• Consigne de travail
Recopiez mot pour mot un passage du texte sur l'exposition Visites oubliées : commencez aux mots « Photos : Fresh » et arrêtez-vous après les mots « pouces. Crédit photo : Sarah Fuller. ».

Visites oubliées

Rédigé par Nat Cann

Photo : Forlorn Visitations, Memory. Collagraphie 14.75″ x 52.5″, série de 4 éditions. Mâchoire de renard (gracieuseté de la taxidermiste Cheryl Johnson) avec installation d’une cuisinette de chalet. Crédit photo : Sarah Fuller.

Présentée cet automne au Martha Street Studio de Winnipeg, l’exposition Forlorn Visitations ou en français, Visites oubliées, est une série détaillée d’impressions répétées qui sont basées sur une recherche aux quatre coins du Nouveau-Brunswick – les routes secondaires et les petits endroits perdus dans le centre du Canada atlantique. Non seulement il s’agissait de ma première exposition solo complète et thématique depuis des années, mais aussi d’un partage de récits locaux en dehors de la tranquillité des Maritimes. Ce partage a donné lieu à des discussions critiques sur la commodité, le climat et les anciennes aspirations économiques étouffées, qui semblaient bien trop habituelles. L’artiste et le spectateur ont reconnu que les problèmes des régions des Maritimes qui découlent des décisions coloniales ont des liens avec ceux de l’île de la Tortue, une constatation qui n’aurait pu avoir lieu sans l’aide financière des programmes complets d’artsnb. Cependant, une certaine réflexion est nécessaire pour apprécier à sa juste valeur la contribution de ces sources de financement à ce partage d’histoires.

Photos : Fresh Snow et Fresh Snow (détail). Gravures, série de 6, édition de 2021. Impression 2 pouces de diamètre avec des clefs recueillies. Crédit photo : Sarah Fuller.

Photo : Stoic. Monotypes à l’acétone et blocs de denticules, impressions 16 pouces x 60 pouces. Crédit photo : Sarah Fuller.

Au début de l’année 2020, avant que le monde ne s’effondre collectivement, je me suis rendu aux Îles-de-la-Madeleine, au Québec, pour une résidence de deux semaines cofinancée par le Programme de développement de carrière d’artsnb, volet Artiste en résidence, et l’organisme d’accueil AdMare, Centre d’artistes en art actuel. Cette visite a donné lieu à une série d’œuvres qui portent sur les îles de l’archipel, un lieu où les choses sont joliment peintes. Alors que l’intention de cette résidence était de trouver ce qui attire les gens vers les lieux d’expulsion, les eaux et les vents froids, il s’est avéré que c’était un mélange de tout ce qui est saupoudré dans la culture francophone par la déportationdes Acadiennes et Acadiens et la façon dont cette migration a revendiqué cette terre, en particulier les nombreuses maisons luxuriantes aux couleurs indomptables. Des maisons qui ne sont pas peintes pour s’harmoniser avec leur environnement sauvage, mais plutôt pour l’imiter – un lieu « Où les choses sont joliment peintes » [Well Painted Places] (Kara Au). Cette idée s’étend à presque tous les coins des îles ; depuis les bateaux jusqu’aux niches des chiens, tout a un style formé, complet et résistant.

• Jeu de données
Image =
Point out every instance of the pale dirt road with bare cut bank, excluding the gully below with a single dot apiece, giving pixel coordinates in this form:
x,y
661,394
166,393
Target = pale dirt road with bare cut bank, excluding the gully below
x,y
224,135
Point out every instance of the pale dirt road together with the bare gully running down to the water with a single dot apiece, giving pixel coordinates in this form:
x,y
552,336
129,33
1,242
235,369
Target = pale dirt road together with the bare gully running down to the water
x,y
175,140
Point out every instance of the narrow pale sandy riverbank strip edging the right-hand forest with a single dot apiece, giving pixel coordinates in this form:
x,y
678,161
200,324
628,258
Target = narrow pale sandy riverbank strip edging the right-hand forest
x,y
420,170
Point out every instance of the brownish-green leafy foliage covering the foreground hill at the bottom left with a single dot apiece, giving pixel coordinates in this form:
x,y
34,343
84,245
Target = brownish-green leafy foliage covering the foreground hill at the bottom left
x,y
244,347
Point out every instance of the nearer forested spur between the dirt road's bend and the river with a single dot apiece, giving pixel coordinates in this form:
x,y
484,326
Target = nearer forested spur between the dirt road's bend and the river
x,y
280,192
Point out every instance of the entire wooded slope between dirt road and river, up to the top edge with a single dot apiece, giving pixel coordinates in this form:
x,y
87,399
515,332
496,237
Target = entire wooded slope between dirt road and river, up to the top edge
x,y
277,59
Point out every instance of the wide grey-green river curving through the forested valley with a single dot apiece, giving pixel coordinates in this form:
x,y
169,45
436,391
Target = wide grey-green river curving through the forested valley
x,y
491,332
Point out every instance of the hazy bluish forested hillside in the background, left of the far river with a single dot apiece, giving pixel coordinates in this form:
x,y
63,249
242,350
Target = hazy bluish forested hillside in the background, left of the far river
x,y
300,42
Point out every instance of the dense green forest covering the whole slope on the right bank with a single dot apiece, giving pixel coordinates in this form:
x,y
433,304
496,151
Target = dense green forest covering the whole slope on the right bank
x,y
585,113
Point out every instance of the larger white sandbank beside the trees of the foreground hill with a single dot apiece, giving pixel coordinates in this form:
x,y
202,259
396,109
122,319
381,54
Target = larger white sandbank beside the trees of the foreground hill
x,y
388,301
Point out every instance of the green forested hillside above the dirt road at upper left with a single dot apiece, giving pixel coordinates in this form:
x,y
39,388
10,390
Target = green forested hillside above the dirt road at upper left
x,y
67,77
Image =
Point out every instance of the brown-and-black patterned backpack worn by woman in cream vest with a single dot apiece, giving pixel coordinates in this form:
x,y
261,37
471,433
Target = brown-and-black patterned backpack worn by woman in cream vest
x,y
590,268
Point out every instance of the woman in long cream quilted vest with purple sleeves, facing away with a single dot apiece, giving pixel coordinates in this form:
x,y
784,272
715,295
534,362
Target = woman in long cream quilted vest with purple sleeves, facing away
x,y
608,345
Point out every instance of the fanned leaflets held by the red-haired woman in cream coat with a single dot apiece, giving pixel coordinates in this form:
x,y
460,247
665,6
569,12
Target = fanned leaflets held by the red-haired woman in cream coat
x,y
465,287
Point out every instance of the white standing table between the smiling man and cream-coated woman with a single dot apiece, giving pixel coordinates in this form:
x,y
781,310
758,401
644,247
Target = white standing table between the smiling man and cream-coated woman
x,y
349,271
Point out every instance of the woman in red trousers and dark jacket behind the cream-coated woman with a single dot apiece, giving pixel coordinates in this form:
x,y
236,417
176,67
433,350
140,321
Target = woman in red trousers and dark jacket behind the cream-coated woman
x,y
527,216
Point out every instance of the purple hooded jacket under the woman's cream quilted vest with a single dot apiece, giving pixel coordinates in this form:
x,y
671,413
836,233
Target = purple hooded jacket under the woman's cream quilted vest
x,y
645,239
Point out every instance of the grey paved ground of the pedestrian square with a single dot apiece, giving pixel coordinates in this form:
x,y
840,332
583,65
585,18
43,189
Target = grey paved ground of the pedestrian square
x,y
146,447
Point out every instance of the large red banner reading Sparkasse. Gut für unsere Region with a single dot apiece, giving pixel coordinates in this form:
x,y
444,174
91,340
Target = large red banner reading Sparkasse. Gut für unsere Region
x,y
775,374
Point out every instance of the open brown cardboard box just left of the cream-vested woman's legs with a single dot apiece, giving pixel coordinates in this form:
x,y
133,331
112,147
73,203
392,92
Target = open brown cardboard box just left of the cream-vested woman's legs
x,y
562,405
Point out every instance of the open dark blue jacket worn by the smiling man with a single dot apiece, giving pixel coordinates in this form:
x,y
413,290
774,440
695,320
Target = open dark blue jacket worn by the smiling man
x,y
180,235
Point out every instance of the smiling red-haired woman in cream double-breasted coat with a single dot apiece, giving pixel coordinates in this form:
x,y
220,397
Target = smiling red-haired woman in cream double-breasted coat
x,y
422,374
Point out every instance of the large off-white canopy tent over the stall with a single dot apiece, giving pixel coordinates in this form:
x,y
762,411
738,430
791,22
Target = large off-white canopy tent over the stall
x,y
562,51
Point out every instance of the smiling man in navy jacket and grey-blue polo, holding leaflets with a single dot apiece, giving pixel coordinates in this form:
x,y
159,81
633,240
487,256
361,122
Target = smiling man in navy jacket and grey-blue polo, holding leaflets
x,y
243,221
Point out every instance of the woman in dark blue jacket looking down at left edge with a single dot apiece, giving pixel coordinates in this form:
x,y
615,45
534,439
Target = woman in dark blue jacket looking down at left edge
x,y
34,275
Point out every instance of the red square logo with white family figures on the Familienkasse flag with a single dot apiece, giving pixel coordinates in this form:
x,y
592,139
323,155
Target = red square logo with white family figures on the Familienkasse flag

• Réponse attendue
Photos : Fresh Snow et Fresh Snow (détail). Gravures, série de 6, édition de 2021. Impression 2 pouces de diamètre avec des clefs recueillies. Crédit photo : Sarah Fuller.

Photo : Stoic. Monotypes à l’acétone et blocs de denticules, impressions 16 pouces x 60 pouces. Crédit photo : Sarah Fuller.